* [Задание A] Перепишите текст о майкопских поэтах целиком, не меняя в нём ни знака.

═════ Документ ═════

Как всё символично, всюду знаки.
Символам и знакам свой поклон.
Только лучше дать костей простой собаке,
Выйдя ранним утром на балкон.
Жуй, хрусти, любезная собака.
Как ты идеальна и проста,
Как же далеко тебе до знака,
До чернил, до белого листа.
Это написано умно и обаятельно – и это неведомо никому за пределами Майкопа.
Имена достойных майкопских (или бывших майкопских) поэтов, которые моложе меня, я могу перечислять долго. Анастасия Лоскутова и Любовь Богатенко, Виолетта Чёботова и Яна Колесникова, Евгений Любицкий и Александр Родимцев, Зураб Шелбаев и Нальбий Хатхе (Темиркан) – я назвал только лучших, а ведь не лучших, но хороших поэтов гораздо больше. И что? И ничего. Могу успокоить самых юных: пока ничего. Но ведь это чёртово «пока» я твержу себе два с половиной десятилетия. Оно меня уже не утешает.

═════ Материал ═════

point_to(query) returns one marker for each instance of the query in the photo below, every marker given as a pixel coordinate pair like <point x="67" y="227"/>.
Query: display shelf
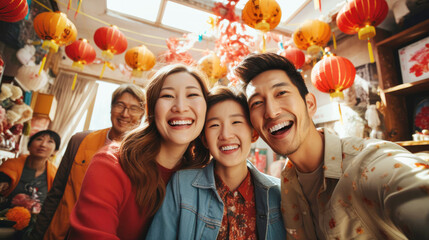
<point x="414" y="146"/>
<point x="409" y="88"/>
<point x="394" y="94"/>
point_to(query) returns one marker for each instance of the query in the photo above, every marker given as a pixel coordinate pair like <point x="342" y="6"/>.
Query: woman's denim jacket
<point x="192" y="208"/>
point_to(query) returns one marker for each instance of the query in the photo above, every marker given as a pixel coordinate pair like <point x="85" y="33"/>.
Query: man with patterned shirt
<point x="229" y="198"/>
<point x="333" y="188"/>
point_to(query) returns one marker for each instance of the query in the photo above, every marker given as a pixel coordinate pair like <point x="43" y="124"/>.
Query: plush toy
<point x="19" y="113"/>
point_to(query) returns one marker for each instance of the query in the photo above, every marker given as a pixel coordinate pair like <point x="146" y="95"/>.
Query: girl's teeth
<point x="226" y="148"/>
<point x="181" y="122"/>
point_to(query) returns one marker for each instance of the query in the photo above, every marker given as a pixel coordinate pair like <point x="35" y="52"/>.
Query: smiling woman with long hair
<point x="125" y="185"/>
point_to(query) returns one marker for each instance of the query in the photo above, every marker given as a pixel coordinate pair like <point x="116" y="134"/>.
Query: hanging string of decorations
<point x="56" y="30"/>
<point x="294" y="55"/>
<point x="13" y="10"/>
<point x="263" y="15"/>
<point x="211" y="65"/>
<point x="311" y="36"/>
<point x="362" y="16"/>
<point x="82" y="53"/>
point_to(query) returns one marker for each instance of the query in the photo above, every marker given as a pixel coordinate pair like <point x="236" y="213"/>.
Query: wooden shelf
<point x="409" y="88"/>
<point x="414" y="146"/>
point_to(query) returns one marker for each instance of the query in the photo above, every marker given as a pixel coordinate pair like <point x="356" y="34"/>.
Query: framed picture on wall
<point x="414" y="61"/>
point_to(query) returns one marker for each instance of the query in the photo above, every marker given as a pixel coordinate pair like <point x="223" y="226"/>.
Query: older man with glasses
<point x="127" y="110"/>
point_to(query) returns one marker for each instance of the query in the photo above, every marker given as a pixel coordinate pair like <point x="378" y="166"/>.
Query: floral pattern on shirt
<point x="239" y="212"/>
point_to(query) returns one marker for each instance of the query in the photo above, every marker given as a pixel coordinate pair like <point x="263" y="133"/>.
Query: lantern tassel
<point x="104" y="68"/>
<point x="371" y="56"/>
<point x="318" y="5"/>
<point x="341" y="115"/>
<point x="334" y="40"/>
<point x="74" y="81"/>
<point x="264" y="43"/>
<point x="42" y="65"/>
<point x="78" y="8"/>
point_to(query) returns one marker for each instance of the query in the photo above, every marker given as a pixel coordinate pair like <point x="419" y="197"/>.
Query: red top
<point x="239" y="212"/>
<point x="106" y="208"/>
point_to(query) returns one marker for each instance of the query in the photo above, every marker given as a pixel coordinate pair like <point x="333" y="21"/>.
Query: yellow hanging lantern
<point x="212" y="66"/>
<point x="312" y="35"/>
<point x="263" y="15"/>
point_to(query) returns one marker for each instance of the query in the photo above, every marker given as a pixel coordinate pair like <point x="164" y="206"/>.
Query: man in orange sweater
<point x="127" y="110"/>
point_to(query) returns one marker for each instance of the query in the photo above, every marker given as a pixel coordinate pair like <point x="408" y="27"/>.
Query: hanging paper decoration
<point x="178" y="50"/>
<point x="13" y="10"/>
<point x="312" y="35"/>
<point x="332" y="75"/>
<point x="112" y="42"/>
<point x="140" y="59"/>
<point x="361" y="16"/>
<point x="263" y="15"/>
<point x="55" y="29"/>
<point x="294" y="55"/>
<point x="212" y="66"/>
<point x="82" y="53"/>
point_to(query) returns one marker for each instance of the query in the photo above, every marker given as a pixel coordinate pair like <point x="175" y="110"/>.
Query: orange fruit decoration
<point x="263" y="15"/>
<point x="213" y="68"/>
<point x="312" y="35"/>
<point x="140" y="59"/>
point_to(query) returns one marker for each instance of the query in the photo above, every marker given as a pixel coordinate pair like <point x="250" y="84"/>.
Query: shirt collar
<point x="245" y="189"/>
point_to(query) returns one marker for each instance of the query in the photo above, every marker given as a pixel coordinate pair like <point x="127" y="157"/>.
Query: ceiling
<point x="94" y="14"/>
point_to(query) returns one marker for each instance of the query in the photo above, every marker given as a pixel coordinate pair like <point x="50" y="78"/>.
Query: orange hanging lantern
<point x="140" y="59"/>
<point x="332" y="75"/>
<point x="13" y="10"/>
<point x="82" y="53"/>
<point x="263" y="15"/>
<point x="111" y="41"/>
<point x="361" y="16"/>
<point x="312" y="35"/>
<point x="294" y="55"/>
<point x="55" y="29"/>
<point x="212" y="66"/>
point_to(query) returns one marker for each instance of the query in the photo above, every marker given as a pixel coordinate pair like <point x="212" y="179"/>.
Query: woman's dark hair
<point x="255" y="64"/>
<point x="52" y="134"/>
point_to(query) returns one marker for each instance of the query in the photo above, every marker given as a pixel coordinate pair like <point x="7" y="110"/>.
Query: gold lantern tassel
<point x="371" y="56"/>
<point x="104" y="68"/>
<point x="264" y="43"/>
<point x="42" y="65"/>
<point x="341" y="115"/>
<point x="334" y="40"/>
<point x="74" y="81"/>
<point x="78" y="8"/>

═════

* [Задание B] Приведите, пожалуйста, все строки, в которых встречается слово «hanging».

* [Правильный ответ A]
Как всё символично, всюду знаки.
Символам и знакам свой поклон.
Только лучше дать костей простой собаке,
Выйдя ранним утром на балкон.
Жуй, хрусти, любезная собака.
Как ты идеальна и проста,
Как же далеко тебе до знака,
До чернил, до белого листа.
Это написано умно и обаятельно – и это неведомо никому за пределами Майкопа.
Имена достойных майкопских (или бывших майкопских) поэтов, которые моложе меня, я могу перечислять долго. Анастасия Лоскутова и Любовь Богатенко, Виолетта Чёботова и Яна Колесникова, Евгений Любицкий и Александр Родимцев, Зураб Шелбаев и Нальбий Хатхе (Темиркан) – я назвал только лучших, а ведь не лучших, но хороших поэтов гораздо больше. И что? И ничего. Могу успокоить самых юных: пока ничего. Но ведь это чёртово «пока» я твержу себе два с половиной десятилетия. Оно меня уже не утешает.

* [Правильный ответ B]
Query: hanging string of decorations
Query: yellow hanging lantern
Query: hanging paper decoration
Query: orange hanging lantern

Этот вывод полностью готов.